Your goal
Reproduce all of the records below line for line, with nothing changed.

----

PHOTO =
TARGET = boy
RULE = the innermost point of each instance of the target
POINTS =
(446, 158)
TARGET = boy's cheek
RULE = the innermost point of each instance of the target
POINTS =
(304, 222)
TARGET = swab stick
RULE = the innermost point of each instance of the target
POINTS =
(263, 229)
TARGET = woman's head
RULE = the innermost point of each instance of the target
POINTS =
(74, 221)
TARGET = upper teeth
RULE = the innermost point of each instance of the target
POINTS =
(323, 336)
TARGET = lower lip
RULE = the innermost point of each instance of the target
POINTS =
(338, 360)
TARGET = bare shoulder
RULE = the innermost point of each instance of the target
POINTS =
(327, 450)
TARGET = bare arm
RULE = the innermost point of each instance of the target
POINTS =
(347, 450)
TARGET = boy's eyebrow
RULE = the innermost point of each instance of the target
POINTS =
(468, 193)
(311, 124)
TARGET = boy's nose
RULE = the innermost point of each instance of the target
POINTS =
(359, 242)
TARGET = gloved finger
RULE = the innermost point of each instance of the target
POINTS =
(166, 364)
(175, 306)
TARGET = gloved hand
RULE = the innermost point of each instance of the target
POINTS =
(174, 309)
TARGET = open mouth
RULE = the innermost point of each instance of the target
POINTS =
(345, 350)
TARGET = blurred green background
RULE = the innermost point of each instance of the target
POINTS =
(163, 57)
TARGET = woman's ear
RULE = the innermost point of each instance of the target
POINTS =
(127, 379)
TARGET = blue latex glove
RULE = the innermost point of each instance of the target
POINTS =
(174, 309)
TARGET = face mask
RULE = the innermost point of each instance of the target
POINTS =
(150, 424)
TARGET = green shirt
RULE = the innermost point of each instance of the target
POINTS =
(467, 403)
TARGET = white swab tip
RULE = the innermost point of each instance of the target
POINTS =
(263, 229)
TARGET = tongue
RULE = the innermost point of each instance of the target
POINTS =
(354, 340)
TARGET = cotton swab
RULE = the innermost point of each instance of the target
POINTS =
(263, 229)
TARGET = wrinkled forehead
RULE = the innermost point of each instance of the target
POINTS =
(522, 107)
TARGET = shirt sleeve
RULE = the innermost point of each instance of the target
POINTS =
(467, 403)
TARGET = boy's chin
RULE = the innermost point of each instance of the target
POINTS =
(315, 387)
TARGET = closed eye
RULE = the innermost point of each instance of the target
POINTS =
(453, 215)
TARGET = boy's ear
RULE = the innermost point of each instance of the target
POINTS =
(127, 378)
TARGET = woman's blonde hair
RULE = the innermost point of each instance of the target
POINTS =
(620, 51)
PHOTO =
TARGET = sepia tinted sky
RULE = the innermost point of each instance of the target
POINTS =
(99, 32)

----

Answer to this exercise
PHOTO =
TARGET = boy
RULE = the innermost point of each instance of the target
POINTS =
(446, 158)
TARGET = boy's cheek
RULE = the innermost point of each instance of the target
POINTS =
(304, 222)
TARGET = swab stick
RULE = the innermost point of each instance of the target
POINTS =
(263, 229)
TARGET = woman's head
RULE = the innermost point of each instance of the target
POINTS =
(74, 221)
TARGET = upper teeth
RULE = the innermost point of each instance of the target
POINTS =
(323, 336)
TARGET = lower lip
RULE = the innermost point of each instance of the target
POINTS =
(338, 360)
TARGET = bare shoulder
RULE = the innermost point of each instance of the target
POINTS =
(327, 450)
TARGET = bare arm
RULE = the innermost point of each instance of the target
POINTS =
(347, 450)
TARGET = boy's eyebrow
RULE = the innermost point of each instance of the target
POINTS =
(468, 193)
(311, 124)
TARGET = boy's nose
RULE = the innermost point of each instance of the target
POINTS =
(359, 242)
TARGET = gloved finger
RULE = the innermost point of each instance of the target
POINTS =
(166, 364)
(175, 306)
TARGET = gloved hand
RULE = the innermost point of each instance of the target
POINTS =
(174, 309)
TARGET = open mouth
RULE = the innermost point of each instance of the target
POINTS =
(345, 350)
TARGET = blurred green background
RULE = the innermost point of each instance of the target
POINTS =
(163, 57)
TARGET = woman's ear
RULE = the innermost point of each instance of the target
POINTS =
(127, 379)
TARGET = blue latex glove
RULE = the innermost point of each instance of the target
POINTS =
(174, 309)
TARGET = face mask
RULE = the innermost point of each instance of the target
POINTS =
(150, 424)
TARGET = green shirt
RULE = the innermost point of each instance of the target
POINTS =
(467, 403)
TARGET = white swab tip
RULE = the innermost point of each instance of the target
POINTS =
(263, 229)
TARGET = tongue
RULE = the innermost point of each instance of the target
POINTS =
(354, 340)
TARGET = cotton swab
RULE = the innermost point of each instance of the target
POINTS =
(263, 229)
TARGET = wrinkled forehead
RULE = the innermost point of each instance of the target
POINTS =
(522, 107)
TARGET = shirt sleeve
RULE = the innermost point of each instance of the target
POINTS =
(467, 403)
TARGET = boy's chin
RULE = the innermost point of each instance of the target
POINTS =
(315, 387)
TARGET = closed eye
RULE = the innermost point of each instance of the target
POINTS =
(453, 215)
TARGET = boy's ear
RULE = the innermost point of each instance of the target
POINTS =
(127, 378)
TARGET = woman's blonde hair
RULE = the innermost point of each instance of the target
POINTS =
(620, 51)
PHOTO =
TARGET = sepia tinted sky
RULE = the innermost point of each instance of the target
POINTS =
(99, 32)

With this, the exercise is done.